> PASSAGE SHOWN:
+++

Role Model: Lesley ReesBMJ 2019; 364 doi: https://doi.org/10.1136/bmj.l514 (Published 19 February 2019) Cite this as: BMJ 2019;364:l514
It was during her first year at grammar school that Lesley Rees began to consider a career in medicine. “My mother developed Parkinson’s disease in her early 40s,” she says. “I read all I could about it and became interested in becoming a doctor.”
It was, however, seeing her mother paraded in front of medical students who were encouraged to shout out diagnoses that made her determined to change how the profession treated patients. “I was outraged and became determined to become a doctor and change the way doctors spoke to patients,” she says.
Rees attended the University of Manchester medical school in the 1970s, at a time when only 11% of the students were female. “That was the highest proportion in the country,” she says. “I’m pleased that this has now changed.”
It was while at medical school that Rees decided that she wanted to be a paediatrician. “It was the opportunity to influence the health of a human being at the earliest opportunity,” she says.

+++

> QUESTIONS TO ANSWER:
- 1) Decide whether each statement agrees with the Lesley Rees profile. Answer yes or no, and quote the deciding words of the profile exactly.
(a) Rees attended the University of Manchester medical school in the 1980s.
(b) Rees's mother developed Parkinson's disease in her early 40s.
(c) Rees chose paediatrics before starting medical school.
- 2) Answer these questions using facts stated in the Lesley Rees profile.
(a) During which year of school did Rees begin to consider a career in medicine?
(b) What share of the students at her medical school were female?
(c) What were the medical students encouraged to do when her mother was paraded in front of them?
- 3) Carry on the Lesley Rees profile from its final sentence.

+++

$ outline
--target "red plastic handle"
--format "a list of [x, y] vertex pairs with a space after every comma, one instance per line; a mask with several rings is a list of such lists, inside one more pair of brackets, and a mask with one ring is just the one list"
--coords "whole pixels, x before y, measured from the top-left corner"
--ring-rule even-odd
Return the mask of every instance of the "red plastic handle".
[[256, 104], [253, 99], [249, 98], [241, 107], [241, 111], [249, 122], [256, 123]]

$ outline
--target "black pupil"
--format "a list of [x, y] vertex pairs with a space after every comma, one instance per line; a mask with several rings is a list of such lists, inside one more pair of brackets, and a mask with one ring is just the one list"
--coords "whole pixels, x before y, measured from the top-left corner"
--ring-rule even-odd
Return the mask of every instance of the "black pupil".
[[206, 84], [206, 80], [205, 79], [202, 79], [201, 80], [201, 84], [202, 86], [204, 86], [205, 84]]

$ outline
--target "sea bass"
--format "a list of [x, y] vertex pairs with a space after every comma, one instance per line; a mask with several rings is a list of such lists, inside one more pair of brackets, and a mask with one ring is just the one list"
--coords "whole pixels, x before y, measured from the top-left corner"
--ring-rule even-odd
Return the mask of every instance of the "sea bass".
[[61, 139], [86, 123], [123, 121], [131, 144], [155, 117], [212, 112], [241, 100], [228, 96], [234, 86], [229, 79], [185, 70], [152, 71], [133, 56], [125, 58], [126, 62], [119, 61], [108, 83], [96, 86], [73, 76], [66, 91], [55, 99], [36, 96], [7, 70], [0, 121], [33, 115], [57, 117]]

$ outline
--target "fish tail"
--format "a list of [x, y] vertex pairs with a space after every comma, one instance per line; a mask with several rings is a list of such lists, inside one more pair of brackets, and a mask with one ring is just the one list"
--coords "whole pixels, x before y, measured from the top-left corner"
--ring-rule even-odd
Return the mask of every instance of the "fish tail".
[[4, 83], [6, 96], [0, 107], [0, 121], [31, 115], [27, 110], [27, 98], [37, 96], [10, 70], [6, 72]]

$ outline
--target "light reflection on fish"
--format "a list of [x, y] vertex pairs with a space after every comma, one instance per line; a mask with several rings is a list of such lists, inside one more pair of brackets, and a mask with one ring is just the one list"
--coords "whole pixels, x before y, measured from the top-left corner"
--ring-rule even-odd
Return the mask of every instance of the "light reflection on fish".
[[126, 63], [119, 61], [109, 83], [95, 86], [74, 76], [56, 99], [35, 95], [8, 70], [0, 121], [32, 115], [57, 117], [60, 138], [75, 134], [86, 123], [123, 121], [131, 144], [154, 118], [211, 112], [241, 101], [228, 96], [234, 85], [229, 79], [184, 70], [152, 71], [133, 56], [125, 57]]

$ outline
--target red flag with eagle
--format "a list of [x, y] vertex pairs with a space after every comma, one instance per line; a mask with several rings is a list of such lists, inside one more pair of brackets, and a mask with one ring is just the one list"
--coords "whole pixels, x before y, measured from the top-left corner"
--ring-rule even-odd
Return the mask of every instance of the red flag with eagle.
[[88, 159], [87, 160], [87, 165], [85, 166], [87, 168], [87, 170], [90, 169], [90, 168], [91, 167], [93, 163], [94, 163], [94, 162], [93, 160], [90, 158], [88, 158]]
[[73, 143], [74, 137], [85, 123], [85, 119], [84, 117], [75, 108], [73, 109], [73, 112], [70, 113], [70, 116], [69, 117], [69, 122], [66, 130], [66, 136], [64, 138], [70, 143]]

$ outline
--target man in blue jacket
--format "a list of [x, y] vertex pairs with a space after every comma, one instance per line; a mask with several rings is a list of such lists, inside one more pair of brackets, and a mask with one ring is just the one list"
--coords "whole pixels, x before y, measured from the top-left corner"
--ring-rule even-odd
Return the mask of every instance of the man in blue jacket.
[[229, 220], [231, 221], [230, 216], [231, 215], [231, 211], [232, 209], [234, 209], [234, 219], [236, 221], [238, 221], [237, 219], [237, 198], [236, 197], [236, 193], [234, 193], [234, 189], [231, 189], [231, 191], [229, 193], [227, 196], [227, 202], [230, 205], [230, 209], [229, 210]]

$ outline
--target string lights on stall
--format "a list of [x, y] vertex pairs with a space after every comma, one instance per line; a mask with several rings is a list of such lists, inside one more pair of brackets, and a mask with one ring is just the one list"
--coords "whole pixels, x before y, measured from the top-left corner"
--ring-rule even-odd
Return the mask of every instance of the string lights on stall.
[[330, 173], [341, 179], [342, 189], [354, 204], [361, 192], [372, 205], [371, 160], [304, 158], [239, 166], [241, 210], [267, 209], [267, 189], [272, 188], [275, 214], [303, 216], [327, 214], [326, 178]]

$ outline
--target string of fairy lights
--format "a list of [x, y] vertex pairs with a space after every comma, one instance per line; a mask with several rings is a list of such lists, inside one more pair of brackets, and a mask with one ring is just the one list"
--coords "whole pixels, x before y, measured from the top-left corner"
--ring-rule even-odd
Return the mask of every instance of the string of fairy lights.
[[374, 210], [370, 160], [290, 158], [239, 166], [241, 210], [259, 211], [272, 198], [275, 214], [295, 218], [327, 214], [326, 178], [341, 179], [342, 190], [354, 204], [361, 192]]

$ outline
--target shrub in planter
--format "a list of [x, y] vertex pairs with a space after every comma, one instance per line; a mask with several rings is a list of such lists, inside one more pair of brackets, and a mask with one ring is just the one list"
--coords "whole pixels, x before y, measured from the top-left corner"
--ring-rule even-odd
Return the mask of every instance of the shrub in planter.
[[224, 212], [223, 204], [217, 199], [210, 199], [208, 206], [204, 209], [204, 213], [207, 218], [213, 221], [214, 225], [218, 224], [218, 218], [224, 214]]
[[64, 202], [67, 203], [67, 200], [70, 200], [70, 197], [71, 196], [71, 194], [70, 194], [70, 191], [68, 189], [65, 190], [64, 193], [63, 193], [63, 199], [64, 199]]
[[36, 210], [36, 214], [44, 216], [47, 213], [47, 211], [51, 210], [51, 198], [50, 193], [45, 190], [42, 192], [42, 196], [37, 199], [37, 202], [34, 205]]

+++

> ANSWERS:
- 1)
(a) No: "Rees attended the University of Manchester medical school in the 1970s"
(b) Yes: "My mother developed Parkinson’s disease in her early 40s"
(c) No: "It was while at medical school that Rees decided that she wanted to be a paediatrician."

- 2)
(a) Her first year at grammar school.
(b) 11%.
(c) Shout out diagnoses.

- 3)
Between 1984 and 1990, Rees was a lecturer in paediatrics at Guys Hospital in London, in what was the first job share of its kind. Since then, she has been a consultant at Great Ormond Street Hospital.
Over her career, Rees has managed to secure more than £2m (€2.3m; $2.6m) in research grant funding and has published over 150 peer reviewed articles and reviews. Her Handbook of Paediatric Nephrology is used by trainees and consultants worldwide. She has also influenced national policy through her work with the Department of Health, specialty groups, the royal colleges, and NICE.
In 2016 she was awarded the lifelong achievement award by the International Paediatric Nephrology Association for services to children with kidney disease and her role as co-editor of the journal Paediatric Nephrology.
“Frontline working with families will always be what I most enjoy. But I also enjoy research because the whole point of it is to improve the quality of life of our patients,” she says.
“The feedback I get from patients when they’ve left my care and have gone on to adult care is very rewarding. They come back and let me know how their life is progressing. I often get emails telling me about weddings and babies.”
Rees has learned a lot from frontline care. “You have to be absolutely obsessional in the care of your patients, looking at every single aspect in a holistic sense,” she says.
“You look at their blood results but you are also looking at their quality of life, their nutrition, their psychosocial support, their schooling, the impact of their illness on their family. The whole patient is very important.”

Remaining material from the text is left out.